_AIM OF THE TASK_
Every record below should be printed exactly as given.

_SUPPLIED DATA_
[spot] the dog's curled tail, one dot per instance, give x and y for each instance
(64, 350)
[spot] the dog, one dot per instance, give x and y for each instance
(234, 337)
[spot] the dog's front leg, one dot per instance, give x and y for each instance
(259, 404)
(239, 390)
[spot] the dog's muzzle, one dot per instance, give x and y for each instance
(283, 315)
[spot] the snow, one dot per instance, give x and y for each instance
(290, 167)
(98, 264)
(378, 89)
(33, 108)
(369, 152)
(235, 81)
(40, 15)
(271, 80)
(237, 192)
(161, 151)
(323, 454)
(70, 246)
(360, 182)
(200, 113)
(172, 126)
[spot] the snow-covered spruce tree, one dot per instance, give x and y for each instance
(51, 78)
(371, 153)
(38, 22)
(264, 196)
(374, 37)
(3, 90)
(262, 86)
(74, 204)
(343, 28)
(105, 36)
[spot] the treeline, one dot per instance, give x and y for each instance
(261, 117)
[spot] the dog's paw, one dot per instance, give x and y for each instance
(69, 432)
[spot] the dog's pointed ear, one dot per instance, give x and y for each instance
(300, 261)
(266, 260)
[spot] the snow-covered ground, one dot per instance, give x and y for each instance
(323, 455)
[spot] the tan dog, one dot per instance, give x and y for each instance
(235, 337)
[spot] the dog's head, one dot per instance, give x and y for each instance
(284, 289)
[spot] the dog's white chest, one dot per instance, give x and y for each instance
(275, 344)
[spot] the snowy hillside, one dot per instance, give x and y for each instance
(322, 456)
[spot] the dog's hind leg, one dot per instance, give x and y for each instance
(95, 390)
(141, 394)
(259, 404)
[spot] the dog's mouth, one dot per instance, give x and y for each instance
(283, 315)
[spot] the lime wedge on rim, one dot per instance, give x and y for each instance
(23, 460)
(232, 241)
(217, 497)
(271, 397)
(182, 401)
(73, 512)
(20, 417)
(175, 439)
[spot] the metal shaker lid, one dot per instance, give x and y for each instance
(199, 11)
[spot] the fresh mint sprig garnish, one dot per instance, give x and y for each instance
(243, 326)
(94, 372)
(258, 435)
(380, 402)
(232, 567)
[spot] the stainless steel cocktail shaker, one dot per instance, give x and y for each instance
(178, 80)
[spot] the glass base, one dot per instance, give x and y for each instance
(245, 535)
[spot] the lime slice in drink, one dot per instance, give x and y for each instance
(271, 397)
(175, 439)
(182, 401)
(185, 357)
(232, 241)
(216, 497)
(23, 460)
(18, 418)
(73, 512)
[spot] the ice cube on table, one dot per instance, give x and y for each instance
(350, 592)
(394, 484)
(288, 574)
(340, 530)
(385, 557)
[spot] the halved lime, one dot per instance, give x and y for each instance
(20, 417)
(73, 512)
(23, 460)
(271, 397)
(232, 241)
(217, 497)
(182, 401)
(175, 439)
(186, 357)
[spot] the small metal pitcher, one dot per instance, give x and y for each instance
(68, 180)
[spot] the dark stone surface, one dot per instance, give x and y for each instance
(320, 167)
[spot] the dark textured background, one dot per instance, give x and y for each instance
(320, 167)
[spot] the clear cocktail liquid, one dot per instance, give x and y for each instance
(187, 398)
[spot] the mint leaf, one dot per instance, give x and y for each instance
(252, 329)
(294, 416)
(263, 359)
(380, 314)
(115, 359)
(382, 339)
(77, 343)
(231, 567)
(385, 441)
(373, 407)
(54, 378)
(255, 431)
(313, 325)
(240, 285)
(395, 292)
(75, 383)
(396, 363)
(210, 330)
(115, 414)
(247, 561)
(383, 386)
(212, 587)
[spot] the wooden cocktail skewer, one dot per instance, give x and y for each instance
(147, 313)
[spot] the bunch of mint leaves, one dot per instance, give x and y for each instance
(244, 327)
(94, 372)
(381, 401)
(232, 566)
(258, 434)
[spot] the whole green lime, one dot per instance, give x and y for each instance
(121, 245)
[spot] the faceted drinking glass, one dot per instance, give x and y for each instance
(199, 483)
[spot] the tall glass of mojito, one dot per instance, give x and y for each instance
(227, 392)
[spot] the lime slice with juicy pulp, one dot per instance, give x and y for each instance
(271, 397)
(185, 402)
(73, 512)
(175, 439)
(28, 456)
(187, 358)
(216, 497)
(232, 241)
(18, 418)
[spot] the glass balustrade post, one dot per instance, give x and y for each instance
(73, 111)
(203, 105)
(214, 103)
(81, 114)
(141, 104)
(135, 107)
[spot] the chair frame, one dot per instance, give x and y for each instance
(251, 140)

_SOLUTION FOR THIS PROBLEM_
[spot] the dog's curled tail, one dot per instance, give x and y for each instance
(64, 350)
[spot] the dog, one dot per instance, give x and y for each instance
(234, 337)
[spot] the dog's front leg, one dot per instance, give x and y for each instance
(259, 404)
(239, 390)
[spot] the dog's muzzle, one dot per instance, give x and y for each instance
(283, 315)
[spot] the snow, one dot per instance, give x and y for each instance
(290, 167)
(98, 264)
(378, 89)
(33, 108)
(369, 152)
(235, 81)
(40, 15)
(271, 80)
(237, 192)
(161, 151)
(323, 454)
(70, 246)
(360, 182)
(200, 113)
(172, 126)
[spot] the snow-covered spruce tree, one dot per instance, give x and y for each instance
(51, 78)
(371, 153)
(38, 22)
(264, 196)
(374, 37)
(3, 90)
(262, 86)
(74, 204)
(343, 28)
(105, 36)
[spot] the treeline, one dot per instance, give x and y for each instance
(261, 117)
[spot] the dog's paw, one dot per instance, give x and y for each instance
(69, 432)
[spot] the dog's pointed ear, one dot per instance, give x and y for each instance
(300, 261)
(266, 260)
[spot] the snow-covered ground, one dot per instance, give x and y for each instance
(323, 455)
[spot] the tan dog, one dot per instance, give x and y for each instance
(235, 337)
[spot] the dog's head, one dot per instance, give x and y for each instance
(284, 289)
[spot] the dog's white chest, one dot per instance, give x and y for each instance
(275, 344)
[spot] the snowy hillside, one dot per instance, give x and y for each instance
(322, 456)
[spot] the dog's hind leg, one dot per instance, give x and y for each instance
(95, 390)
(141, 394)
(259, 404)
[spot] the dog's mouth, one dot per instance, give x and y for each instance
(283, 315)
[spot] the lime wedge on rim, one dot per instance, give x and y for each instance
(23, 460)
(232, 241)
(217, 497)
(271, 397)
(182, 401)
(73, 512)
(20, 417)
(175, 439)
[spot] the metal shaker lid, one dot per instance, give x and y for each instance
(199, 11)
[spot] the fresh mint sprig garnish, one dot per instance, give x and y for each instance
(243, 326)
(94, 372)
(258, 435)
(380, 402)
(232, 567)
[spot] the stainless steel cocktail shaker, one dot per instance, give x and y for each instance
(178, 80)
[spot] the glass base, one dot per instance, give x and y for each instance
(245, 535)
[spot] the lime slice in drink, one dot per instance, give x and y for each instance
(271, 397)
(175, 439)
(182, 401)
(185, 357)
(232, 241)
(216, 497)
(23, 460)
(18, 418)
(73, 512)
[spot] the ice cube on table, one dot per instance, give x and y for each instance
(350, 592)
(394, 484)
(288, 574)
(340, 530)
(385, 557)
[spot] the halved lime, one dot per instance, give x and y for each instance
(20, 417)
(73, 512)
(23, 460)
(271, 397)
(232, 241)
(217, 497)
(182, 401)
(175, 439)
(186, 357)
[spot] the small metal pitcher, one dot per instance, give x and y for each instance
(68, 180)
[spot] the dark stone surface, one dot per instance, give x and y for each instance
(320, 167)
[spot] the dark textured background, one dot per instance, give x and y for each instance
(320, 167)
[spot] the clear cocktail liquid, one dot per instance, give x and y for each instance
(187, 398)
[spot] the mint leaf, one dot per instance, give x and y for each instance
(252, 329)
(294, 416)
(263, 359)
(380, 314)
(115, 359)
(382, 339)
(77, 343)
(231, 567)
(385, 441)
(373, 407)
(54, 378)
(255, 431)
(313, 325)
(240, 285)
(395, 292)
(75, 383)
(396, 363)
(210, 330)
(115, 414)
(247, 561)
(383, 386)
(212, 587)
[spot] the wooden cocktail skewer, one dot per instance, give x and y for each instance
(147, 313)
[spot] the bunch of mint leaves, one dot per instance, give x and y for each instance
(244, 327)
(94, 372)
(381, 401)
(232, 566)
(258, 434)
[spot] the whole green lime, one dot per instance, give x and y for each instance
(121, 245)
[spot] the faceted drinking glass, one dot per instance, give x and y for each instance
(199, 483)
[spot] the tall glass of mojito, one dot per instance, give x and y for each instance
(227, 392)
[spot] the lime slice with juicy pulp, one dot per instance, give x and y for each instance
(271, 397)
(185, 402)
(73, 512)
(175, 439)
(28, 456)
(187, 358)
(216, 497)
(232, 241)
(18, 418)
[spot] the glass balustrade post, one dot per instance, give x and y for each instance
(73, 111)
(203, 105)
(214, 103)
(81, 114)
(141, 104)
(135, 107)
[spot] the chair frame, one dot per instance, give x and y for each instance
(251, 140)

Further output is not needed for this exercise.